** Begin Items **

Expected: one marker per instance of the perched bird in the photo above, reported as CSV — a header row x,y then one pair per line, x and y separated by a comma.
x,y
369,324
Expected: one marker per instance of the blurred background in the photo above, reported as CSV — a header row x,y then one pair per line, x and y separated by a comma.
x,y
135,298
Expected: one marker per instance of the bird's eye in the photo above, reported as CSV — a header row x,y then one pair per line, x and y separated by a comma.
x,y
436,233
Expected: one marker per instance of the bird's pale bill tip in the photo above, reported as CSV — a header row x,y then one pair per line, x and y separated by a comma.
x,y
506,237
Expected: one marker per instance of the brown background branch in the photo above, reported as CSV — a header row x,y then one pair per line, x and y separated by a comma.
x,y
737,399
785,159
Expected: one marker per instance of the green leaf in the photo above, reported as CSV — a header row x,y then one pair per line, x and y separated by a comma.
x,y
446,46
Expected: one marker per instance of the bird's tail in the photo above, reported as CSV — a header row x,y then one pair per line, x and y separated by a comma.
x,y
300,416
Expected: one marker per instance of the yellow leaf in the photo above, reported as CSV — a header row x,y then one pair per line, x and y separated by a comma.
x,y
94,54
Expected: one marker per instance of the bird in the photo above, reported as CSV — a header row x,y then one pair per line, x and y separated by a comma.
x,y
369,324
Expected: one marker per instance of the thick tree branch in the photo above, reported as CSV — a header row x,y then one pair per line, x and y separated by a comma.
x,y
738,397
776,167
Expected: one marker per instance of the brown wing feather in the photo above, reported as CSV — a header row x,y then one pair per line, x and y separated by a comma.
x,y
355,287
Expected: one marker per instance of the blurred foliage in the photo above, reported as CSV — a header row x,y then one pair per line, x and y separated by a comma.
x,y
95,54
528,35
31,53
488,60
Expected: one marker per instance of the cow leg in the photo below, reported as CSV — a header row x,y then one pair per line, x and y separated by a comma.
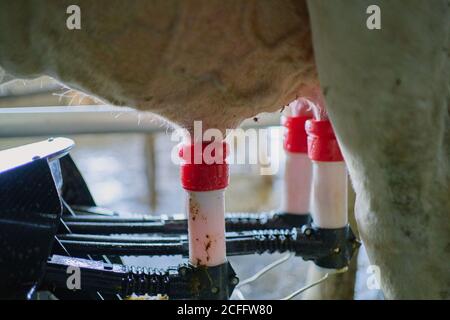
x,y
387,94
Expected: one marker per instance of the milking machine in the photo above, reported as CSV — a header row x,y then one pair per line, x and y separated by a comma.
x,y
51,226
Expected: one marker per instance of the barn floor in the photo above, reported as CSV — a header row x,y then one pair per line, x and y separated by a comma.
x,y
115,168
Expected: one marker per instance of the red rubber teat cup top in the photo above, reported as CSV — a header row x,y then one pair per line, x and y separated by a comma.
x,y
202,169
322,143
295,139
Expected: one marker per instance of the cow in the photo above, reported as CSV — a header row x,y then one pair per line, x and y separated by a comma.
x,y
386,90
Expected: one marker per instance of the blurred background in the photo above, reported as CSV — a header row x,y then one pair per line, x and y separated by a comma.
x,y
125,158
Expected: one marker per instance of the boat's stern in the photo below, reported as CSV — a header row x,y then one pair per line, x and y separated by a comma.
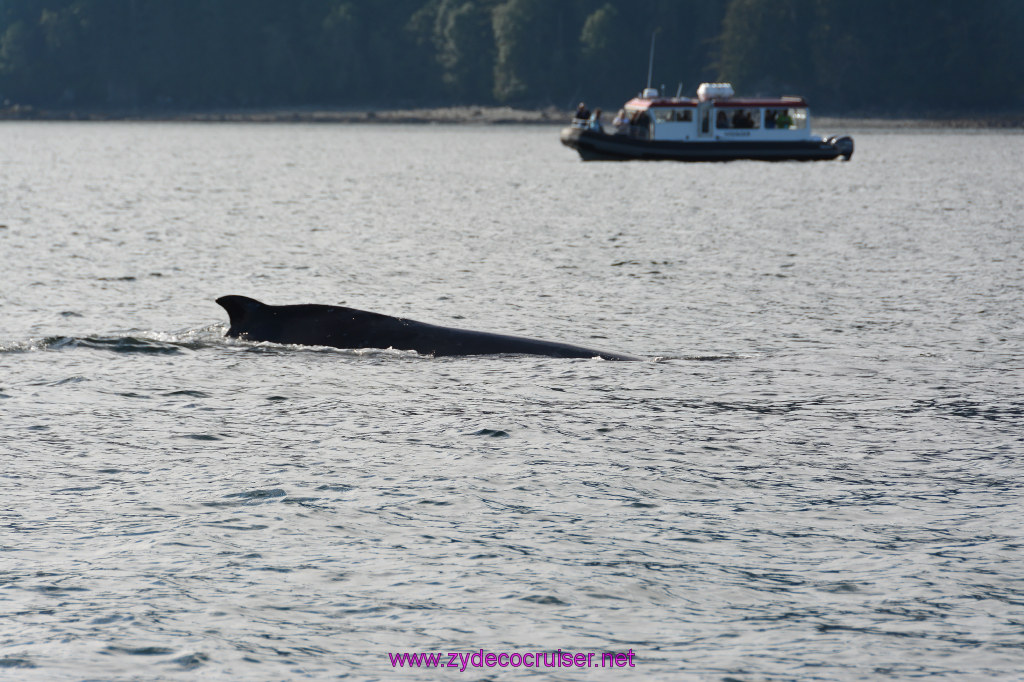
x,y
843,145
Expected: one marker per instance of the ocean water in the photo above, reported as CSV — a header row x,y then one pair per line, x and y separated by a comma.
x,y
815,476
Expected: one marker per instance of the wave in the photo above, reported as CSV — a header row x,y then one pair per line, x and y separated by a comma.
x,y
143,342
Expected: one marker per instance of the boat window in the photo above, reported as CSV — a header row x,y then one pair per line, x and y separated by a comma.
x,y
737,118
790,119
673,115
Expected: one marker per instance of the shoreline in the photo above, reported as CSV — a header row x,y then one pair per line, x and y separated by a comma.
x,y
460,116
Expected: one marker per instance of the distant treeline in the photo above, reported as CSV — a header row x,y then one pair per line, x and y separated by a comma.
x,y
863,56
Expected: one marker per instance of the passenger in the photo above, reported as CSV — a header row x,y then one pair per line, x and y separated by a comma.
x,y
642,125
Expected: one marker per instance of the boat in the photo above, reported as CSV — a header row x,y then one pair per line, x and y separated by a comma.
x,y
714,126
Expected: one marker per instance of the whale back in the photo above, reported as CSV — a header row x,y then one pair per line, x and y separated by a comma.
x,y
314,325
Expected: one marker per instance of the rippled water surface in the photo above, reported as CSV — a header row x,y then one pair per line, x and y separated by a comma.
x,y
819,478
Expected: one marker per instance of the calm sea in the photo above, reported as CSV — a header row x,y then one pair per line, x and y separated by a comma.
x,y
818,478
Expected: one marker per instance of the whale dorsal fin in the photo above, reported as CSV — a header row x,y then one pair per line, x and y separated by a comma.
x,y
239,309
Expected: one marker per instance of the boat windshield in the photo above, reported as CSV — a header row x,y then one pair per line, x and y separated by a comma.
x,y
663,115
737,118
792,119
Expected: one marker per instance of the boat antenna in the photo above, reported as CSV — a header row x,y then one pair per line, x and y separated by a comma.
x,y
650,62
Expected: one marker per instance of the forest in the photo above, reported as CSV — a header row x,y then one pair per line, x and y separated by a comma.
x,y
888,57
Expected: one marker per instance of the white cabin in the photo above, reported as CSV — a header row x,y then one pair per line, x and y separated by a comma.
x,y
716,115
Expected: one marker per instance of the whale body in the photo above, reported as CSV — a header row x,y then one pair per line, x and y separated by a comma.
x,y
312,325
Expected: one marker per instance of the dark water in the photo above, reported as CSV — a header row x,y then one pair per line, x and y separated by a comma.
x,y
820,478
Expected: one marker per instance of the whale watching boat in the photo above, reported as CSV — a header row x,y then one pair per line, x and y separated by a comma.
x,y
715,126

** End Items **
** Begin Items **

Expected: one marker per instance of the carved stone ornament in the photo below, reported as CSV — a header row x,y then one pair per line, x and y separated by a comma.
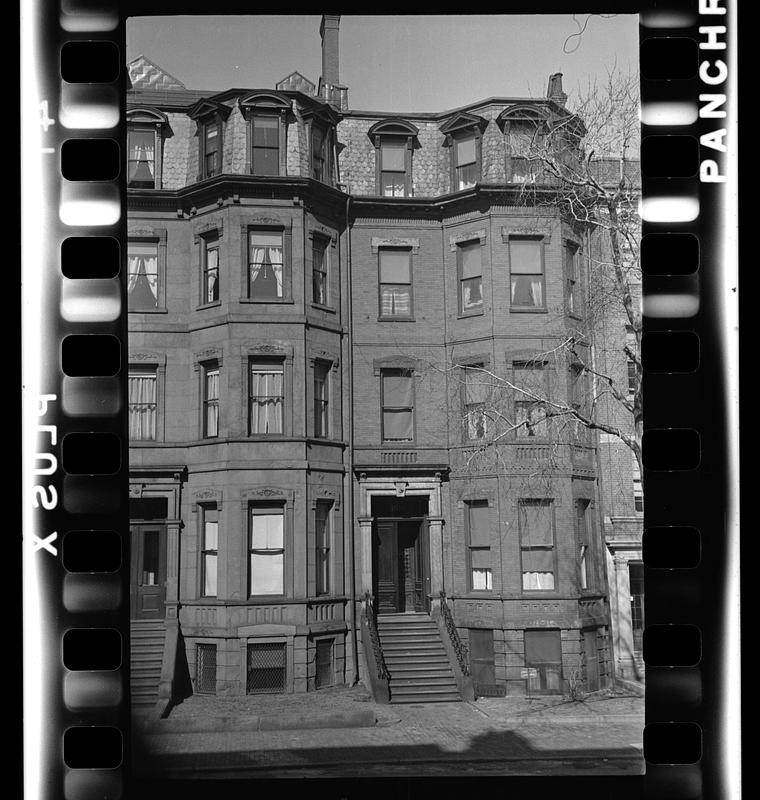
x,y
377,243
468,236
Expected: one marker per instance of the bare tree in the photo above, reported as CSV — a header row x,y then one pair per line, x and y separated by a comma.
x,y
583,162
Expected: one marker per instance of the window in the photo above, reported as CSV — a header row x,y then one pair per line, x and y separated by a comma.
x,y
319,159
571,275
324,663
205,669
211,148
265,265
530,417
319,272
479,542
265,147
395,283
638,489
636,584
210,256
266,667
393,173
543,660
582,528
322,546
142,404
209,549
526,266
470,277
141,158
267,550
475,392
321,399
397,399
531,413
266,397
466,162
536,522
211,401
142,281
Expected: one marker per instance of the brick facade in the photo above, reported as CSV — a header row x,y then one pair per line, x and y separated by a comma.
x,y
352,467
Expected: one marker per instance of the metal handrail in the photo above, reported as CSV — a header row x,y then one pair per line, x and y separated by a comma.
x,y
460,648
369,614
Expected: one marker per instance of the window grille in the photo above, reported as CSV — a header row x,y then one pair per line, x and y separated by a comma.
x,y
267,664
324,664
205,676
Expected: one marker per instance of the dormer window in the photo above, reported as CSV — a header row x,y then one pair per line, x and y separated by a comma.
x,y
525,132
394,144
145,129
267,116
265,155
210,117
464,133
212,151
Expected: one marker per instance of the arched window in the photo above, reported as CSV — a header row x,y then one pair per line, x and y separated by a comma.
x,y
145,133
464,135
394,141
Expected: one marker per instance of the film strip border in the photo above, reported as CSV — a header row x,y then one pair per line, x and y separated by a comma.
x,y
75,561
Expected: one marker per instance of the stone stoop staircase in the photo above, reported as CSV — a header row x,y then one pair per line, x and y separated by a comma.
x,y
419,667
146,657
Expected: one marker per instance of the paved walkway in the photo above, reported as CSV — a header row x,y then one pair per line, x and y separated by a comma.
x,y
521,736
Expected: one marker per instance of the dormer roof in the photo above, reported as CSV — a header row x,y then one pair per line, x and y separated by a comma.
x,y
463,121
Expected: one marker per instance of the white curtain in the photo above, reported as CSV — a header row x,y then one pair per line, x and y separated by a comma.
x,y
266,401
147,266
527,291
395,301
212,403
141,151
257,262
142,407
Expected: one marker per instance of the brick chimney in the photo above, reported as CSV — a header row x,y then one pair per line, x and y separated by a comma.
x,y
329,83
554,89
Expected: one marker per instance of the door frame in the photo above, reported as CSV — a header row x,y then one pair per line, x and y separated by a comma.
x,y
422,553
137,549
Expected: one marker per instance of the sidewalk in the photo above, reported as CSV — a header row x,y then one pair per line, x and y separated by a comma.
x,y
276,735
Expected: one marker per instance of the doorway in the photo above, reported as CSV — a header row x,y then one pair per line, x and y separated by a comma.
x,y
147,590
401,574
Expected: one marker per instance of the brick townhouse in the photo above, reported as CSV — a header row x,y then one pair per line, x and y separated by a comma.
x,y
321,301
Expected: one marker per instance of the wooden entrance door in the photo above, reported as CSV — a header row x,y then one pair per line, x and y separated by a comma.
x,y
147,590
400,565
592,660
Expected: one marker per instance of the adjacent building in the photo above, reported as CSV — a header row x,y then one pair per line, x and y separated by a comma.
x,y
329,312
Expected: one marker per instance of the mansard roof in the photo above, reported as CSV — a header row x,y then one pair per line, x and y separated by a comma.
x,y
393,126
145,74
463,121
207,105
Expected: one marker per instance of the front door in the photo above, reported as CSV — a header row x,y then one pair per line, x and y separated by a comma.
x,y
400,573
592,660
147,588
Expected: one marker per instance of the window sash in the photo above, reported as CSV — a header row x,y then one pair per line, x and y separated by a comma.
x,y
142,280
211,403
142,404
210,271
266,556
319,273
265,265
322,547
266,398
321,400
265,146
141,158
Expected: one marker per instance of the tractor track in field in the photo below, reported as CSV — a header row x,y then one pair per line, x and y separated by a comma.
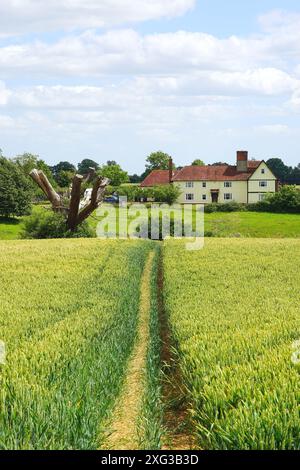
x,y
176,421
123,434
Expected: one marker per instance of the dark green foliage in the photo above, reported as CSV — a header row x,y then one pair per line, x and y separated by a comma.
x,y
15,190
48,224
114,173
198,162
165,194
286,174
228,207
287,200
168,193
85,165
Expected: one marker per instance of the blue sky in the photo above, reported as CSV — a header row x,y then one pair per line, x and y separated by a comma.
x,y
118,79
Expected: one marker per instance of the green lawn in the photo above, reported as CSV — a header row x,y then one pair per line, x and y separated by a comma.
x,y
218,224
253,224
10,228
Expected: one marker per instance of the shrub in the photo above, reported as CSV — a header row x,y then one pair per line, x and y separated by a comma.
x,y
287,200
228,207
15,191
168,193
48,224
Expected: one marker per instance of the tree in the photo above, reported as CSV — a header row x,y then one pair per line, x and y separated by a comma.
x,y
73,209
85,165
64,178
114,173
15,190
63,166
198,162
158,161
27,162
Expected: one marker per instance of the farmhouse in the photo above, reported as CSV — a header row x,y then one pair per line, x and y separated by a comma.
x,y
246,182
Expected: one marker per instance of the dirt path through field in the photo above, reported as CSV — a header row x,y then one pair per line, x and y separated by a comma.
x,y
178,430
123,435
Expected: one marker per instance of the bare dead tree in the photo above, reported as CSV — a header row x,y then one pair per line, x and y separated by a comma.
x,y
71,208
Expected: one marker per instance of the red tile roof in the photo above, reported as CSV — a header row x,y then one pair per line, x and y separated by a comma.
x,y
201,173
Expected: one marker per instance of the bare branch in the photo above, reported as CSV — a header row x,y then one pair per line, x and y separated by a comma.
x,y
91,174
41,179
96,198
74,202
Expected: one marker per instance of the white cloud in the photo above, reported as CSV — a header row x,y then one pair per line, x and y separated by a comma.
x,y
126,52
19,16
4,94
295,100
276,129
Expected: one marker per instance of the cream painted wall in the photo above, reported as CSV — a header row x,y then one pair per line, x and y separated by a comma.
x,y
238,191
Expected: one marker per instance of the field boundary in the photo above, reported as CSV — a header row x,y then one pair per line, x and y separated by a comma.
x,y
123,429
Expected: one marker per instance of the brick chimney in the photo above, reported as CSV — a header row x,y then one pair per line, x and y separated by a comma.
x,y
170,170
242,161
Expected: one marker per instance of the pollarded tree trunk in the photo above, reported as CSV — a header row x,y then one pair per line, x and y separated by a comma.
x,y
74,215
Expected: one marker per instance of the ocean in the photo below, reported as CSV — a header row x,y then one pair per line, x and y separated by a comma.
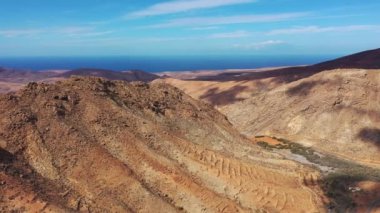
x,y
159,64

** End Items **

#### Short problem
Gather every line of the data above that contains the string "foliage", and copy each one out in full.

#### Correct result
Expected: one marker per instance of the blurred foliage in the photo above, reported as CSV — a header row x,y then one pair per line, x and y separated by a comma.
Expected: one marker per instance of the dark green foliage in the photo above, reported as CSV — a header row x,y then one pair per line, x and y separated by a comma.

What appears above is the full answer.